▶ _Quoted passage_

┌──

Prices established under our liquor act, on the other hand, may be set extremely low or prohibitively high and need not have any relation to the amount of retail sales or any other factor tending to further the purpose for which the act was assertedly designed. Since no standards are provided, there can be no review of prices to assure that they are not either excessive or inadequate. There is no assurance that those authorized to set prices will naturally tend to set them high to avoid excess consumption. On the contrary, the price setters are those most interested in maximizing the trade and profit in alcoholic beverages and least concerned with restricting sales at the retail level. In giving the power to regulate retail prices of alcoholic beverages to producers and brand owners, the Legislature could not have chosen a group less disposed to assure temperance in the sale and consumption of alcoholic beverages.6

*388We should not close our eyes to the fact that the act attempts to reduce consumption through regulation of prices rather than volume, and those who most require moderation are least influenced by inflated prices. To the extent the act is effective, it operates to promote temperance only in those who cannot afford the artificially high prices. (See Dunsford, State Monopoly and Price-Fixing in Retail Liquor Distribution, 1962 Wis.L.Rev. 454, 482-485.)

The granting of discretionary price-fixing power to private persons is also an unlawful delegation of legislative authority, and is so arbitrary as to amount to a denial of due process. (Carter v. Carter Coal Co., 298 U.S. 238, 311 [80 L.Ed. 1160, 56 S.Ct. 855]; State Board of Dry Cleaners v. Thrift-D-Lux Cleaners, 40 Cal.2d 436, 448-449 [254 P.2d 29] ; Blumenthal v. Board of Medical Examiners, supra, 57 Cal.2d 228, 235-236.)

└──

▶ _What to do_
1: Repeat word for word the part of the liquor act opinion that opens with the words containing "The granting of" and closes with "Cal.2d 228, 235-236.)".
2: In the liquor act opinion, to whom did the Legislature give the power to regulate retail prices of alcoholic beverages?

▶ _Data to examine_

┌──

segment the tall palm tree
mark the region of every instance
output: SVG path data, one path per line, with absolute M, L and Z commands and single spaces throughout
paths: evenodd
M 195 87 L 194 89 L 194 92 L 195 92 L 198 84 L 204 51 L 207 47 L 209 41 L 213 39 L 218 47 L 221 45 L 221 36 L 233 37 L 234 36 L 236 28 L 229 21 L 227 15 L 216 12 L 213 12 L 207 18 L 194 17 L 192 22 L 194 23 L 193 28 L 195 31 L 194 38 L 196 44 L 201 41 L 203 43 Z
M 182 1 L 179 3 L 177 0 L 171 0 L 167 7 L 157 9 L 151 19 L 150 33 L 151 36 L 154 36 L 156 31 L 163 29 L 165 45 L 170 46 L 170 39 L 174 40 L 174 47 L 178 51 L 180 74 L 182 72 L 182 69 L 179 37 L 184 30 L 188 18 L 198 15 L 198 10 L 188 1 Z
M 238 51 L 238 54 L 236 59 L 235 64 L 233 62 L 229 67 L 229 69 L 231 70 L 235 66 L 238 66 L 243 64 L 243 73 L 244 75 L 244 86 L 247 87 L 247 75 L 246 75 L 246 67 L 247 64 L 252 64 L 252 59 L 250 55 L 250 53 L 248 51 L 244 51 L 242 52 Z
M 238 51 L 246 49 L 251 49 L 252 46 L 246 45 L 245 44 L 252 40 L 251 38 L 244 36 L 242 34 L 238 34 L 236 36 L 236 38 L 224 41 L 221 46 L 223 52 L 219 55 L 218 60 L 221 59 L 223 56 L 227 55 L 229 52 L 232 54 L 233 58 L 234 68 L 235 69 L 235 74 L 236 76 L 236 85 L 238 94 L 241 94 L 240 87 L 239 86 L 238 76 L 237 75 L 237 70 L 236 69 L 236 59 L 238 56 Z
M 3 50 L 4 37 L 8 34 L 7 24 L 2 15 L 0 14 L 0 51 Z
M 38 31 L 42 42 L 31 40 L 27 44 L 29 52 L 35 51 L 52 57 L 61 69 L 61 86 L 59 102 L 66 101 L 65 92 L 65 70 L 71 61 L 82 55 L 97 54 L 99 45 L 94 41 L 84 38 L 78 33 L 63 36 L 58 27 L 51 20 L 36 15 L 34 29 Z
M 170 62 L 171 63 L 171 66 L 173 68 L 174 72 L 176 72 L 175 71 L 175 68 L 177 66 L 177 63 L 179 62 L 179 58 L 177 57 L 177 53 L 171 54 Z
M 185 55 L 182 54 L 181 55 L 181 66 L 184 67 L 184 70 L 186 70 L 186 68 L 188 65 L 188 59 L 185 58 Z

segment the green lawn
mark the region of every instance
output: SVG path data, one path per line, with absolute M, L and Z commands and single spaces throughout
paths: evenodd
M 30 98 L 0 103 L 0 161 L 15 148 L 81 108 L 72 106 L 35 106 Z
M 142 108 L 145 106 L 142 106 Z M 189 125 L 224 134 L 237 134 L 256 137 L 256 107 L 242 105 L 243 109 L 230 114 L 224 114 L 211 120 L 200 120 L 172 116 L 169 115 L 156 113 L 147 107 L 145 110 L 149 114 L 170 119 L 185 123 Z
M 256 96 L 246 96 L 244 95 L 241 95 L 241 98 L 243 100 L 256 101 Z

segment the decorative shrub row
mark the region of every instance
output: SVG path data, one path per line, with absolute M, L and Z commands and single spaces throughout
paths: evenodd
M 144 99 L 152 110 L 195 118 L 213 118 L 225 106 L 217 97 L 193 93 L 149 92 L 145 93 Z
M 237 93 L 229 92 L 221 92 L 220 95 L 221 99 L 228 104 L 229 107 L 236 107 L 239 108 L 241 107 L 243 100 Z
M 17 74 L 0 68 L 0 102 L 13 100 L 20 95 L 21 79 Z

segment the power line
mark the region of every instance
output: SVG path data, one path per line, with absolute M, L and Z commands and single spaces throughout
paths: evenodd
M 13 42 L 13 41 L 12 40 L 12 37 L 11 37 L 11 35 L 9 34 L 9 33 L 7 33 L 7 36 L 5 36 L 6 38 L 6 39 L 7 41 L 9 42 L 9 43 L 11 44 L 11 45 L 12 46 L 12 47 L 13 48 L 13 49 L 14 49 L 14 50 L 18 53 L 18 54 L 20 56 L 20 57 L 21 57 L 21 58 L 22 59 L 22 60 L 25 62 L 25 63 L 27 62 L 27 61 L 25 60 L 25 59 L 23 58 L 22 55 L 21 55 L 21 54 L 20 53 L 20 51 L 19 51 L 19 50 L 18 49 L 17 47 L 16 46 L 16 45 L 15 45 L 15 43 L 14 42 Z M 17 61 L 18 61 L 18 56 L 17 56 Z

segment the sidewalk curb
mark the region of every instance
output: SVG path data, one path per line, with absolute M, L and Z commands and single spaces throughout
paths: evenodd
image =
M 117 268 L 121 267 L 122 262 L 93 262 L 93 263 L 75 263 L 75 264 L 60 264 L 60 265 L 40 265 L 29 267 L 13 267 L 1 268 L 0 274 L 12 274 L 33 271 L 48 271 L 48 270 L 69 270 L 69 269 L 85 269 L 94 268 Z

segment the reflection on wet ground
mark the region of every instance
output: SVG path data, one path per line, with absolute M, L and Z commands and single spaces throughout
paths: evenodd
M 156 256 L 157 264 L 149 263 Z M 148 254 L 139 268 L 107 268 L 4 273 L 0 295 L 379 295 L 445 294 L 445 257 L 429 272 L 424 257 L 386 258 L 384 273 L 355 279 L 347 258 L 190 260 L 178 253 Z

└──

▶ _Task-by-task solutions_
1:
The granting of discretionary price-fixing power to private persons is also an unlawful delegation of legislative authority, and is so arbitrary as to amount to a denial of due process. (Carter v. Carter Coal Co., 298 U.S. 238, 311 [80 L.Ed. 1160, 56 S.Ct. 855]; State Board of Dry Cleaners v. Thrift-D-Lux Cleaners, 40 Cal.2d 436, 448-449 [254 P.2d 29] ; Blumenthal v. Board of Medical Examiners, supra, 57 Cal.2d 228, 235-236.)

2: To producers and brand owners.